Swap "instance" for "occurrence" everywhere it appears in these lines, and leave everything else unchanged.

- [Source data]:

——

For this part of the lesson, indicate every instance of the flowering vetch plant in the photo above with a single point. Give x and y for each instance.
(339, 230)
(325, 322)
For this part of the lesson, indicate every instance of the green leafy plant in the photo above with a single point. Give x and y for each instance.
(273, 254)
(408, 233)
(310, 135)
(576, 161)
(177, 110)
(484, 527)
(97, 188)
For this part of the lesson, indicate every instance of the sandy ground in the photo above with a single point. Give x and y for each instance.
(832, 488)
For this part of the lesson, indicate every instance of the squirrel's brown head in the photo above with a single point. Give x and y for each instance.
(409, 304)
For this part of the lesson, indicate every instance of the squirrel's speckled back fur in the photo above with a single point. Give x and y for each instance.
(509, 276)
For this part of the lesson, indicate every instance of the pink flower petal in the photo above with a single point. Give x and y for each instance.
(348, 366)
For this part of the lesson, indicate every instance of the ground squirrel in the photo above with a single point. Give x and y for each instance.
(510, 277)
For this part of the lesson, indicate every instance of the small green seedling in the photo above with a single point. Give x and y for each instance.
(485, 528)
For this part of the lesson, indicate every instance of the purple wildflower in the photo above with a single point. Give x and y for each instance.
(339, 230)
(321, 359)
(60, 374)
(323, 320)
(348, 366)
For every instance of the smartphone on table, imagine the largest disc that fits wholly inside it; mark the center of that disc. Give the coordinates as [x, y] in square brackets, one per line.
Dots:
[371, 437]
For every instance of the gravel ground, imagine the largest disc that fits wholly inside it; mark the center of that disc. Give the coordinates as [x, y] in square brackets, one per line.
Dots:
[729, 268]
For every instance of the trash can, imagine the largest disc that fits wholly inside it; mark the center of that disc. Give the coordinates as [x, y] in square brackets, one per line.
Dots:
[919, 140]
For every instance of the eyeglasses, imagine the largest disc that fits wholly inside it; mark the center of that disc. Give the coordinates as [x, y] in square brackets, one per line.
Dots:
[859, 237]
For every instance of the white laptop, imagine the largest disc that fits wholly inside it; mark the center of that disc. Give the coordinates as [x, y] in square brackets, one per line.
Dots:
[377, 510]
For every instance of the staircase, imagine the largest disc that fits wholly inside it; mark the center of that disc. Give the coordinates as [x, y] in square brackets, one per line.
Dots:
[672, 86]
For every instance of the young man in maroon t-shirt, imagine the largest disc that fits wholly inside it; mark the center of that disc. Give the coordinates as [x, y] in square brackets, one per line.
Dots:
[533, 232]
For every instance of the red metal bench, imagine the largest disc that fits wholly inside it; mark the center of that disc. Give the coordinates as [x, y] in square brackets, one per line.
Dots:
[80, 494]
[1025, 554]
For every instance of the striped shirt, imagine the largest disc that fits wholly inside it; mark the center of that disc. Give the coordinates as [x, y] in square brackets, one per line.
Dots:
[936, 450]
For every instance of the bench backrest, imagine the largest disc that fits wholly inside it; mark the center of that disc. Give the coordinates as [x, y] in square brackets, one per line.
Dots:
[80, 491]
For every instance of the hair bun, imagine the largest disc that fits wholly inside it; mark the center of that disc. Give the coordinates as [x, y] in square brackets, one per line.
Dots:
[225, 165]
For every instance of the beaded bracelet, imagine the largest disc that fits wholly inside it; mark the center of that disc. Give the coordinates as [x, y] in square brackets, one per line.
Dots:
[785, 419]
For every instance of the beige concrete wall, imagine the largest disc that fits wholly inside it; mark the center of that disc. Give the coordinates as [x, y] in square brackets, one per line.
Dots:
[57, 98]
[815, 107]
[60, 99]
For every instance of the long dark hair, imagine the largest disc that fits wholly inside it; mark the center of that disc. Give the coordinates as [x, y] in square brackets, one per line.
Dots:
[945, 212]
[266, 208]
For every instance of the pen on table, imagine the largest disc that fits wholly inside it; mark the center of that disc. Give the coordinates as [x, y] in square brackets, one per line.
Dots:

——

- [Solution below]:
For this part of the lesson, indicate every occurrence of the flowering vetch plant in the photo above with a single point. Give x and y for each occurrence.
(339, 230)
(325, 322)
For this part of the lesson, indicate every occurrence of the green leafy plant in the photo above with a single point. Give x and y for each occurrence.
(273, 254)
(408, 233)
(310, 135)
(576, 161)
(177, 110)
(484, 527)
(97, 188)
For this part of the lesson, indicate every occurrence of the sandy ground in the photo above with a single point. Give x and y for each occurrence.
(832, 488)
For this part of the lesson, indicate every occurrence of the squirrel's brown head in the photo above with a single point. Give x and y for each occurrence.
(409, 304)
For this part of the lesson, indicate every occurrence of the squirrel's speckled back fur in the photo above with a single point. Give x and y for each occurrence.
(509, 276)
For this part of the lesson, indicate every occurrence of the pink flower petal in the photo above with a single point. Give x and y for each occurrence.
(348, 366)
For this part of the lesson, indicate every occurrence of the ground squirrel in the photo above with a single point. Give x and y for each occurrence.
(510, 277)
For this part of the lesson, indicate every occurrence of the small green seedling in the photo above with a single point. Give x and y for each occurrence.
(485, 528)
For this part of the lesson, indicate every occurrence of the purple wildflower in the photo above with a single point. Give x and y for each occurrence.
(339, 230)
(321, 359)
(60, 374)
(323, 320)
(348, 366)
For every occurrence of the smartphone on table, imagine the largest disc that fits wholly inside it; mark the center of that disc. Give the coordinates as [x, y] in square brackets, one per line.
Dots:
[371, 437]
For every occurrence of the gravel ground, imagine the largest disc that fits wholly inside it; mark the center of that disc. Give the coordinates as [x, y] in square brackets, one per line.
Dots:
[729, 268]
For every occurrence of the trash can, imagine the largest disc that fits wholly inside it; mark the center of that disc. Give the coordinates as [x, y] in square brackets, one per line.
Dots:
[919, 140]
For every occurrence of the eyeglasses, imagine the largest disc that fits wholly inside it; mark the center of that disc. Give the coordinates as [x, y] in square brackets, one per line.
Dots:
[859, 237]
For every occurrence of the white laptop, imagine the largest disc that fits wholly inside it; mark the center of that disc. Give the coordinates as [x, y] in square brackets, one per line.
Dots:
[377, 510]
For every occurrence of the staircase, imagine the largest disc that fits wholly inside it; mark the center of that disc. Give the coordinates as [x, y] in square brackets, one per line.
Dots:
[672, 86]
For every occurrence of the young man in maroon t-shirt, imagine the largest disc that fits wholly inside it; mark the center of that disc. Give the coordinates as [x, y] in square brackets, one per line.
Dots:
[533, 232]
For every occurrence of the red metal bench, imagine the largest disc that fits wholly inside it; mark the center of that disc. Give the coordinates as [x, y] in square brackets, one per line.
Dots:
[80, 494]
[1025, 554]
For every occurrence of the striped shirt, imagine the largest disc that fits wholly inside it; mark the center of that disc. Give the coordinates as [x, y] in square brackets, one per line.
Dots:
[936, 450]
For every occurrence of the bench backrest, imagine the largest disc that fits wholly inside it; mark the center of that disc. Give the coordinates as [x, y] in square brackets, one per line.
Dots:
[80, 491]
For every occurrence of the hair bun, imagine the largest disc that fits wholly inside it; mark the center of that disc. Give the coordinates as [x, y] in square brackets, one per line.
Dots:
[225, 165]
For every occurrence of the beaded bracelet, imagine the largest disc that fits wholly inside it; mark the center of that disc. Give the coordinates as [x, y] in square brackets, one per line.
Dots:
[785, 419]
For every occurrence of the beige concrete wall, imagine the largest disc that fits wholly inside it; mark the center of that disc. Give the coordinates as [x, y] in square brackets, one per line.
Dots:
[57, 98]
[815, 107]
[60, 99]
For every occurrence of the long dark hair, imagine the largest disc that fits wholly inside it; mark the center of that disc. Give the coordinates as [x, y] in square brackets, one per line.
Dots:
[945, 212]
[266, 208]
For every occurrence of the pen on table, imagine the largest disc that fits wholly inside it; mark the center of that disc. Give the coordinates as [x, y] in square brackets, one per line.
Dots:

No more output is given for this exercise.